Have you bought a sanitiser that doesn’t meet standards? Here’s how to tell

Hand sanitiser must have at least 70% alcohol content, or a generic alternative with a similar sanitising effect.
Image: AFP/ PHILIP FONG

TimesLIVE revealed that Sci-Corp Laboratories found some hand sanitisers being sold in SA or used at store entrances do not meet the recommended requirements.

But how do you know if you are getting conned or should turn down the spray as you enter a store?

Here’s what you need to know:

Effective sanitiser

Hand sanitiser must have at least 70% alcohol content or a generic alternative with a similar sanitising effect, according to health department recommendations and government regulations.

This is echoed by regulatory body the South African Bureau of Standards (SABS).

Sanitisers that meet the bureau’s conditions have a “drug facts” label you can check to see if the product has the recommended ingredients and levels. Certified sanitiser products bear the SABS-approved logo.

The Centers for Disease Control and Prevention (CDC) also recommends using sanitisers with more than 60% ethanol or 70% isopropanol.

How to check if sanitiser is legit

Certified sanitiser products are certified against South African National Standards (SANS) 490 and SANS 1853 to carry the SABS approved mark.

They will bear the SABS approved logo and should have one or both the SANS 490 and SANS 1853 marks below the SABS logo.

“The mark can be affixed onto the bottle with a sticker or be imprinted on the bottle. The product must clearly stipulate the batch number, the expiry date, the ingredients and the percentage of the alcohol used.

“SABS is also committed to work with other regulators such as the National Regulator for Compulsory Specifications, the department of health and the South African Health Products Regulatory Authority to ensure that safe, tested and certified products are sold within SA,” said Scholtz.

You can check here to see the certification status of hand sanitiser companies and products.

Less-effective sanitisers bust

TimesLIVE reported that Sci-Corp Laboratories found five of 11 samples tested recently contained less than 70% alcohol.

### [SUPPLIED DATA]
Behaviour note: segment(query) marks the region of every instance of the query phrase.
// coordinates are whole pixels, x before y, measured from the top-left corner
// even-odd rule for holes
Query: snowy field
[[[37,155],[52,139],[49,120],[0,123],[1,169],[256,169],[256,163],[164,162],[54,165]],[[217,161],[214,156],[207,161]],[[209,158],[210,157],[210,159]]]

### [TASK REQUIREMENTS]
- 1) Return the passage of the hand sanitiser article verbatim, everything from "Have you bought" down to "enter a store?".
- 2) Resume the hand sanitiser article, starting after its final sentence.
The entries after the hand sanitiser article come from a separate source.

### [EXPECTED RESPONSES]
- 1)
Have you bought a sanitiser that doesn’t meet standards? Here’s how to tell

Hand sanitiser must have at least 70% alcohol content, or a generic alternative with a similar sanitising effect.
Image: AFP/ PHILIP FONG

TimesLIVE revealed that Sci-Corp Laboratories found some hand sanitisers being sold in SA or used at store entrances do not meet the recommended requirements.

But how do you know if you are getting conned or should turn down the spray as you enter a store?

- 2)
Nine were bought from retail stores in the Pietermaritzburg area and two were samples of sanitiser sprayed on customers’ hands at store or mall entrances.

Among those that did not meet the requirements were the sanitiser sprayed on customers’ hands at the entrance to Mr Price Home in Liberty Mall (66.5% ethanol) and Oh So Heavenly’s 2-in-1 hygiene waterless hand cleanser (65.3% ethanol), even though it was claimed to contain 70% alcohol.

Those that met the requirements included Woolworths’ name brand and sanitisers supplied to Pick n Pay and Dis-Chem.

False claims 

According to the SABS, more manufacturers are distributing uncertified products as hand sanitisers are increasingly flooding the market thanks to Covid-19.

In a statement, SABS said some of the uncertified products claim to be SABS approved or carry the SABS Mark Scheme number, which are false claims.

“The SABS has received numerous queries regarding the fraudulent use of the SABS-approved mark on products and while we have taken legal action against the illegal use of our mark we urge South African consumers to remain vigilant and not to use untested and uncertified products.

“Uncertified products could be dangerous for a number of reasons that include adverse reactions to humans and the environment, the harmful effects of unidentified ingredients, bacterial and microbial impurities as well as simply just not being suitable for use on oneself,” said Jodi Scholtz, lead administrator of SABS.